Исходный текст:
В предотъездные дни Цветаева выкраивала каждый свободный час, чтобы быть рядом с Еленой Александровной, помочь ей в сборах. И вот день отъезда настал.
…От нас? Нет, по нас
Колеса любимых увозят!
С такой и такою-то скоростью в час…
Все, кто был ей дорог, будто сговорились этой весной оставить ее разом, чтобы не растягивать страданий, – замолкали, отстранялись, уезжали… Уже из окна тронувшегося вагона Извольская вгляделась в лицо Марины Ивановны: то была трагическая маска, которую, казалось, ничто не может оживить…
Но чем глубже душевный провал, чем теснее обступают Цветаеву невзгоды, тем яростнее вспыхивает в ней сопротивление.
Тем решительнее она отодвигает все помехи и садится за чистую тетрадь.
«Кастальский ток» творчества – ее «живая вода», подымающая из праха, вливающая новые силы, заживляющая все раны. Всегда разительно сопоставление ее стихов и прозы с биографическим подстрочником. С той жизненной ситуацией, в которой они созданы.
Откуда, из каких глубин подымается в ней всякий раз это противостояние насилию и нажиму жизни? Подавленность, жалобу мы слышим не раз в ее письмах близким людям. Но вот отложено письмо – и придвинута рабочая тетрадь. На белую страницу ложатся первые строки. И в них сразу звучит другой голос: независимый, уверенный, свободный, темпераментный. И это, может быть, гораздо больше ееголос. Ибо здесь, в своей рабочей тетради, она уже не перед лицом «житейских обстоятельств», а перед лицом того, что ей всегда было по плечу и по силам.

(Собранные записи данных)
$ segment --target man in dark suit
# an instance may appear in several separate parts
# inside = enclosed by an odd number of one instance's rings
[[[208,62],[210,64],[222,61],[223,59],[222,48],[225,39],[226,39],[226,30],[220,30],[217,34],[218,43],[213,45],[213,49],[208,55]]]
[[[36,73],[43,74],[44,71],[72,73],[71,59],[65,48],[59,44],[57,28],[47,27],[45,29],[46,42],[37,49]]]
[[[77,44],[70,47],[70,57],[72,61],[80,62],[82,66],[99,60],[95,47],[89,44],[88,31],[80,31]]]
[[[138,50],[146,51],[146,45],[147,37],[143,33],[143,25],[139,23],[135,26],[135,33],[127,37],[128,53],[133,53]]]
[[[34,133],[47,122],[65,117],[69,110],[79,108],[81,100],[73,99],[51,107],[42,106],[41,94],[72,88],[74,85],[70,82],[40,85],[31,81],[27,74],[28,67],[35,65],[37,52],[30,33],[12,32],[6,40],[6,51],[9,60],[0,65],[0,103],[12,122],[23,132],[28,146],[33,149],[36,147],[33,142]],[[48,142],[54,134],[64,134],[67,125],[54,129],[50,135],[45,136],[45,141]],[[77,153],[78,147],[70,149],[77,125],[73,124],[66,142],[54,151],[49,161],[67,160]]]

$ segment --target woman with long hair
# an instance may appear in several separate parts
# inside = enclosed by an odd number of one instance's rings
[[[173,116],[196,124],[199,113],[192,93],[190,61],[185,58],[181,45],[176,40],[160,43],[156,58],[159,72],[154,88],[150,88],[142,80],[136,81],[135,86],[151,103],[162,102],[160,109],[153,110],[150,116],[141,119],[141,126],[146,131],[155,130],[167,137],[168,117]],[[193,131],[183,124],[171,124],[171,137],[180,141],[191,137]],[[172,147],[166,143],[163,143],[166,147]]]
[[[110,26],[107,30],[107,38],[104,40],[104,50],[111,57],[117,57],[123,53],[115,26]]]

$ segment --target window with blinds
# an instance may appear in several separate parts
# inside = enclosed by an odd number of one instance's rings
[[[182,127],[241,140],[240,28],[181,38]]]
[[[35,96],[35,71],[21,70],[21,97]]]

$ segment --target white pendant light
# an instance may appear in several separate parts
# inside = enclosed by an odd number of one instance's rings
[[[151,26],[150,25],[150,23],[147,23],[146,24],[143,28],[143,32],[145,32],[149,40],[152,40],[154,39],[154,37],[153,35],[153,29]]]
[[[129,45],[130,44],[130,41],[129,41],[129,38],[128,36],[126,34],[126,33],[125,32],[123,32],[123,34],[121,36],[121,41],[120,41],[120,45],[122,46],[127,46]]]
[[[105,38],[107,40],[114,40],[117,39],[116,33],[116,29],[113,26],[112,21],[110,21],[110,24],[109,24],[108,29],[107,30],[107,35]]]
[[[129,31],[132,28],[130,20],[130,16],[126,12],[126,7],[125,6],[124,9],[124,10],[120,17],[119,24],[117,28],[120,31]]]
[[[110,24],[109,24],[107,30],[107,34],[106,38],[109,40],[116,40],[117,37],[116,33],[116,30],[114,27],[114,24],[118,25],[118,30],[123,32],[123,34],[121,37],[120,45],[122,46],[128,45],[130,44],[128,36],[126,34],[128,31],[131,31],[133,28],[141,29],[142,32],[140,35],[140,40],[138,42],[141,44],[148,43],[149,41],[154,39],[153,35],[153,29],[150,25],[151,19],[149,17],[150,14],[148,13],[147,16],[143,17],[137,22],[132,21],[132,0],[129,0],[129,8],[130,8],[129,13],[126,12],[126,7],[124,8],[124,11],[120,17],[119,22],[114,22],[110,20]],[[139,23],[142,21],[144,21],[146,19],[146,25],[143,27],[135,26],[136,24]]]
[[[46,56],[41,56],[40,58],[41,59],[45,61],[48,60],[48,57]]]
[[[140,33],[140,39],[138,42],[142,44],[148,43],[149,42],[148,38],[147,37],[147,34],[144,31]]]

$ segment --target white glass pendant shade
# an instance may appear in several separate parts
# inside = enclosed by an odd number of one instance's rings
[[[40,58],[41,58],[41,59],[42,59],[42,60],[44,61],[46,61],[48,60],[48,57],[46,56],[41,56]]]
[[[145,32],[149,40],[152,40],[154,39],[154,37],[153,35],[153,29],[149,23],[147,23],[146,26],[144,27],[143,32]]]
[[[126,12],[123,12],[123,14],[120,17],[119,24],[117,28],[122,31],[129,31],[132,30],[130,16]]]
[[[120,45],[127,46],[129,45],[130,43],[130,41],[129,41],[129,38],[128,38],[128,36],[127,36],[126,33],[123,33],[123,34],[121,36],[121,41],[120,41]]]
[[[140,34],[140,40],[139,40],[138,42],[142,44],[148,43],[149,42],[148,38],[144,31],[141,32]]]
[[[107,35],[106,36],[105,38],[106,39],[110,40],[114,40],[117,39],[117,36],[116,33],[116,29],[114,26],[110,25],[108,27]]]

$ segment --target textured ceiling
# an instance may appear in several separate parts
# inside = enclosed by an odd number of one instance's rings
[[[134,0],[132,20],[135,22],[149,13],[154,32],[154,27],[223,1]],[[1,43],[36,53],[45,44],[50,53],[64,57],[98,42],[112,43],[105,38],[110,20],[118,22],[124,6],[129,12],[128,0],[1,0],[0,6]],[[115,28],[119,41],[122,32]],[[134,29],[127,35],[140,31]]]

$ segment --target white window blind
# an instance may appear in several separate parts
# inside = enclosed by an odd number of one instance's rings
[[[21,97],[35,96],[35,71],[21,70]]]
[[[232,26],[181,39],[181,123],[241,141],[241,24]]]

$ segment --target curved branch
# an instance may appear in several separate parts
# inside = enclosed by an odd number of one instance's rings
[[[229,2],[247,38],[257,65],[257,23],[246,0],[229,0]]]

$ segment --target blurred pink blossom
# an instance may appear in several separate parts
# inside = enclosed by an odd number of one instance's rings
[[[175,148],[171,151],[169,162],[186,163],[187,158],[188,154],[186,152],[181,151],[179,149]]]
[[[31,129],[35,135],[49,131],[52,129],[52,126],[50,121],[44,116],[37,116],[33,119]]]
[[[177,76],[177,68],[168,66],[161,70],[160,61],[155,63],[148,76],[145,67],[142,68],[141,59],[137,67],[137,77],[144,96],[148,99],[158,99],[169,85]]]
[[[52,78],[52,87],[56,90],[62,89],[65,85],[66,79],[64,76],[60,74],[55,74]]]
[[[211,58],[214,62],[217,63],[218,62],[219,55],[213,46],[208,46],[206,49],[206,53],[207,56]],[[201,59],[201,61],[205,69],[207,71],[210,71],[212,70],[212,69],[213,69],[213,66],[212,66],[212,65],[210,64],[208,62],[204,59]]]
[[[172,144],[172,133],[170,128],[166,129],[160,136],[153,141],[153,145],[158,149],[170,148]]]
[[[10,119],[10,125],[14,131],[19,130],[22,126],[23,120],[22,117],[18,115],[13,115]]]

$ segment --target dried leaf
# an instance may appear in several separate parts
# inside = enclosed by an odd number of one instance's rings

Задания к упражнению:
1. Процитируйте фрагмент текста о Цветаевой, начиная со слов «В предотъездные дни» и заканчивая словами «в ней сопротивление.».
2. Перечислите все прилагательные, которыми в тексте о Цветаевой охарактеризован «другой голос», звучащий в первых строках на белой странице.
3. Продолжите текст о Цветаевой, начав сразу после его последнего предложения.
Записи представляют собой отдельный материал, не связанный с текстом о Цветаевой.

Решения задач:
1.
В предотъездные дни Цветаева выкраивала каждый свободный час, чтобы быть рядом с Еленой Александровной, помочь ей в сборах. И вот день отъезда настал.
…От нас? Нет, по нас
Колеса любимых увозят!
С такой и такою-то скоростью в час…
Все, кто был ей дорог, будто сговорились этой весной оставить ее разом, чтобы не растягивать страданий, – замолкали, отстранялись, уезжали… Уже из окна тронувшегося вагона Извольская вгляделась в лицо Марины Ивановны: то была трагическая маска, которую, казалось, ничто не может оживить…
Но чем глубже душевный провал, чем теснее обступают Цветаеву невзгоды, тем яростнее вспыхивает в ней сопротивление.

2. независимый, уверенный, свободный, темпераментный

3.
«Благоприятные условия? Их для художника нет, – писала Цветаева в очерке «Наталья Гончарова». – Жизнь сама – неблагоприятное условие. Всякое творчество <…> перебарывание, перемалывание, переламывание жизни – самой счастливой. <…>
И как ни жестоко сказать, самые неблагоприятные условия – быть может – самые благоприятные. (Так молитва моряка: “Пошли мне Бог берег, чтобы оттолкнуться, мель, чтобы сняться, шквал, чтобы устоять!”)»
В ближайшие же недели после отъезда Извольской она начинает – и завершает – «Историю одного посвящения», прозаический очерк-портрет Осипа Эмильевича Мандельштама.
Тема и повод возникли случайно; об этом рассказано в первых же абзацах очерка:
«Уезжала моя приятельница в дальний путь, замуж за море. Целые дни и вечера рвали с ней и жгли, днем рвали, вечером жгли, тонны писем и рукописей. Беловики писем. Черновики рукописей. “Это беречь?” – “Нет, жечь”.– “Это жечь?” – “Нет, беречь". “Жечь”, естественно, принадлежало ей, “беречь” – мне, – ведь уезжала она…»
Заразившись этой расправой, Цветаева решает учинить такую же в собственном архиве. Аля пытается вмешаться, остановить – безуспешно:
«– Мама, не жгите!
– Пусть, пусть горит.
– Марина, вы что-то нужное жжете. Вырезка какая-то. Может быть, о вас?
– О мне так долго не пишут. Фельетон целый. Что это может быть?
Подношу к глазам. Двустишие. Губы, опережая глаза, произносят:
Где обрывается Россия
Над морем черным и глухим…»
То был «подвал» в старом номере газеты «Последние новости», подписанный именем поэта Георгия Иванова. Отрывок из его книги «Китайские тени», вскоре вышедшей в свет. Отрывок повествовал о Мандельштаме в Крыму в предреволюционные годы. Цветаева ахнула, прочтя первые же попавшиеся на глаза строки. Мандельштамовские стихи 1916 года, к ней обращенные, были выданы за дань восхищения некоей хорошенькой врачихой, встреченной поэтом в Коктебеле. Мало этого – сам Мандельштам представал под пером Г. Иванова не просто нелепым и странным, но и оглупленным, а отношение к нему Волошиных – Максимилиана Александровича и его матери – чуть не в пасквильных тонах!
Словом, Цветаева не могла не взяться за перо.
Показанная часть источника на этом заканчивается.